■ SUPPLIED DATA
>>>>>

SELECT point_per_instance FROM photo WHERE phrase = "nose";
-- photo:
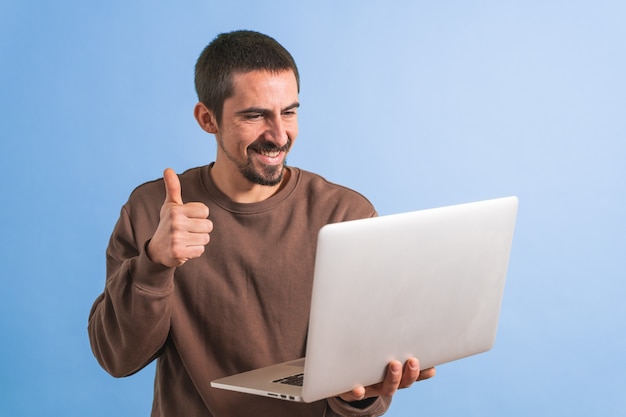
(276, 131)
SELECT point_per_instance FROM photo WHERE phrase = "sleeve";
(129, 322)
(366, 408)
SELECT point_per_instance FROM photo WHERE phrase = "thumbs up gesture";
(183, 229)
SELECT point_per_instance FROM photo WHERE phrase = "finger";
(411, 373)
(172, 187)
(427, 373)
(356, 394)
(392, 380)
(196, 210)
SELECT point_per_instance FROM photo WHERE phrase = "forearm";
(130, 320)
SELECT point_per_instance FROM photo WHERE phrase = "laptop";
(425, 284)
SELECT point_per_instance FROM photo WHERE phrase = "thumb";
(172, 187)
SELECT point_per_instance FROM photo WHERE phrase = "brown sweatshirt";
(242, 305)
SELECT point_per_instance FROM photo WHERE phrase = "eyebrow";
(261, 110)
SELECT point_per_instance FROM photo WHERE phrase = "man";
(206, 310)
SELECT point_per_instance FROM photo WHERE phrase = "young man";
(206, 310)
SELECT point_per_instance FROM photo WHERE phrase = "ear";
(205, 118)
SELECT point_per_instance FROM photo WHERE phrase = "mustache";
(265, 146)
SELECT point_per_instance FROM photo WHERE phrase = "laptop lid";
(425, 284)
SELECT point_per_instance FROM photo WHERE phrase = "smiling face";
(259, 125)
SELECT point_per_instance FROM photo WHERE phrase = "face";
(258, 127)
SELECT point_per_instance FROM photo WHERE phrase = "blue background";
(416, 104)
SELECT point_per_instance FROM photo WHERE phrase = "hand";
(396, 378)
(183, 229)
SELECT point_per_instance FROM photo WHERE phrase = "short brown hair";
(237, 52)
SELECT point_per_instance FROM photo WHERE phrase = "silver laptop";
(425, 284)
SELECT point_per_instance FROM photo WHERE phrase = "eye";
(252, 116)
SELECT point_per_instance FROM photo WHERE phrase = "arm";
(130, 321)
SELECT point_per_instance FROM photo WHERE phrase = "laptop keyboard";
(291, 380)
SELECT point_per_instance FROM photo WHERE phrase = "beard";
(268, 175)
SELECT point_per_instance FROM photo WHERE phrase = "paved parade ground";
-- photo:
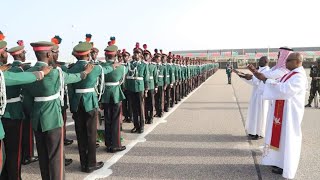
(203, 137)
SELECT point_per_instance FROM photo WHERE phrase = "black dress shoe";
(30, 160)
(67, 162)
(134, 130)
(68, 142)
(108, 149)
(256, 137)
(277, 171)
(114, 150)
(127, 121)
(308, 105)
(96, 167)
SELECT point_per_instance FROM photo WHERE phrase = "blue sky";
(166, 24)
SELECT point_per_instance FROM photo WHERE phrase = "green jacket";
(153, 76)
(12, 79)
(90, 98)
(113, 93)
(14, 110)
(46, 115)
(177, 72)
(171, 70)
(138, 76)
(162, 74)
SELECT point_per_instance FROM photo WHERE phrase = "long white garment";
(293, 91)
(258, 107)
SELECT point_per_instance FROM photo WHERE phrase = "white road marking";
(105, 171)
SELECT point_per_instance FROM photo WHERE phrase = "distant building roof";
(248, 52)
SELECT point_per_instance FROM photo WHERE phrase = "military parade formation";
(128, 89)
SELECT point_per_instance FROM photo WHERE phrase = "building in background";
(241, 57)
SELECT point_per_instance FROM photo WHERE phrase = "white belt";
(135, 78)
(79, 91)
(48, 98)
(13, 100)
(112, 83)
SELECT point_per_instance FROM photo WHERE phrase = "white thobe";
(293, 91)
(258, 107)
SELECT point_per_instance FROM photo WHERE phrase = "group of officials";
(276, 109)
(34, 102)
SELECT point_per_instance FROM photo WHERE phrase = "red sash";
(278, 117)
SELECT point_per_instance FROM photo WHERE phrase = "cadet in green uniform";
(183, 76)
(153, 82)
(55, 54)
(137, 83)
(229, 72)
(12, 119)
(171, 71)
(84, 106)
(315, 82)
(111, 100)
(126, 108)
(27, 133)
(178, 80)
(45, 99)
(159, 95)
(13, 79)
(167, 81)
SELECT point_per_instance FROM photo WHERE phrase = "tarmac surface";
(203, 137)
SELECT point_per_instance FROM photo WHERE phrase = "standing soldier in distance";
(137, 84)
(153, 81)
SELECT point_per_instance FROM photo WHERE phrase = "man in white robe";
(283, 135)
(258, 107)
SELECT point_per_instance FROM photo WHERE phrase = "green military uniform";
(162, 82)
(315, 83)
(126, 108)
(111, 99)
(27, 133)
(45, 107)
(84, 106)
(178, 85)
(13, 79)
(137, 82)
(150, 101)
(183, 78)
(172, 88)
(229, 72)
(12, 122)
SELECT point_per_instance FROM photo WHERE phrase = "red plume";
(55, 41)
(113, 40)
(145, 46)
(2, 37)
(20, 43)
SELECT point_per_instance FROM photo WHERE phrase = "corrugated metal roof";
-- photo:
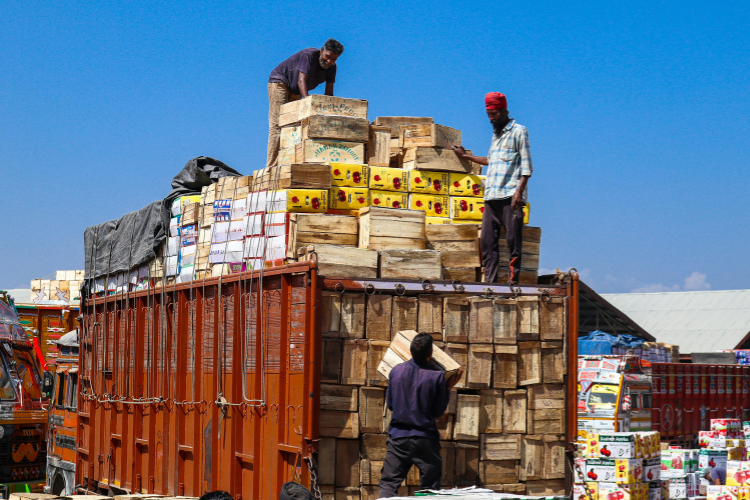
(696, 321)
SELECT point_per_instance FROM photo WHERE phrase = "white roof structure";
(704, 321)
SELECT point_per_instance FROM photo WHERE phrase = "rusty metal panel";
(199, 387)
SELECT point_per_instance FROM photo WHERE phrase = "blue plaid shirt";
(509, 159)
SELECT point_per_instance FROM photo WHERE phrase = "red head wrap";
(495, 100)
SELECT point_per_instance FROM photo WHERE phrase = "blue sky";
(638, 115)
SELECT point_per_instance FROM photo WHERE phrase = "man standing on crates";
(505, 192)
(294, 79)
(418, 393)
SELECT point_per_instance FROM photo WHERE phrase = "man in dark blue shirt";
(417, 394)
(293, 79)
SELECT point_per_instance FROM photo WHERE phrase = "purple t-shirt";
(305, 61)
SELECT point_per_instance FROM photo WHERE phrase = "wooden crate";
(479, 373)
(371, 406)
(352, 316)
(376, 352)
(379, 146)
(404, 314)
(498, 471)
(409, 263)
(505, 322)
(500, 447)
(330, 314)
(389, 228)
(467, 418)
(334, 260)
(481, 320)
(379, 317)
(313, 105)
(327, 461)
(430, 315)
(338, 397)
(491, 411)
(394, 123)
(532, 458)
(331, 364)
(467, 464)
(438, 159)
(552, 319)
(553, 362)
(338, 128)
(354, 362)
(429, 135)
(456, 312)
(459, 354)
(529, 363)
(528, 318)
(314, 229)
(339, 424)
(347, 462)
(514, 412)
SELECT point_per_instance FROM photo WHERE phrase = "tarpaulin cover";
(133, 239)
(600, 342)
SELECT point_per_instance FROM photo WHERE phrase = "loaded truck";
(243, 382)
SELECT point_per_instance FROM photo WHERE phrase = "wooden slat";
(552, 319)
(498, 471)
(528, 318)
(354, 362)
(505, 322)
(456, 319)
(501, 446)
(371, 405)
(331, 365)
(352, 315)
(373, 446)
(553, 362)
(330, 310)
(529, 363)
(479, 365)
(514, 412)
(459, 353)
(505, 373)
(532, 458)
(430, 315)
(481, 320)
(467, 418)
(467, 464)
(338, 397)
(379, 317)
(327, 461)
(491, 412)
(339, 424)
(404, 313)
(376, 351)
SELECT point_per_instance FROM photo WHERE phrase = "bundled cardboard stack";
(66, 287)
(622, 465)
(504, 427)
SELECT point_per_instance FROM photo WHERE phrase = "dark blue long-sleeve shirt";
(417, 395)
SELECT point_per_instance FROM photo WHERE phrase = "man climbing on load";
(418, 393)
(293, 79)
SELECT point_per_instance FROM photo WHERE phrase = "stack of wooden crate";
(505, 424)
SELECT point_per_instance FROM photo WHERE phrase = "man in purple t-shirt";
(294, 79)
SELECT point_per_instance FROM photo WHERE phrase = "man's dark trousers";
(498, 213)
(402, 453)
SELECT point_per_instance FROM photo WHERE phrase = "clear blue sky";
(638, 115)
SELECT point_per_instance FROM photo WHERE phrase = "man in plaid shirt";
(508, 172)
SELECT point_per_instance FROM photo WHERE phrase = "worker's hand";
(517, 202)
(453, 380)
(460, 151)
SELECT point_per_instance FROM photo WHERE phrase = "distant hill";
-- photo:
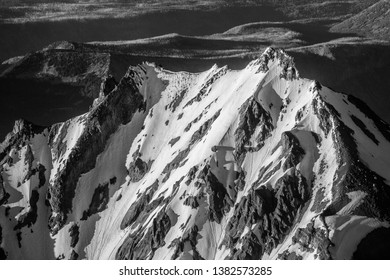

<<<<<

Collect every line of the records that contains the word "brown".

■ RESPONSE BELOW
SELECT point_per_instance FROM photo WHERE phrase = "brown sweatshirt";
SELECT point_per_instance FROM photo WHERE phrase = "short brown hair";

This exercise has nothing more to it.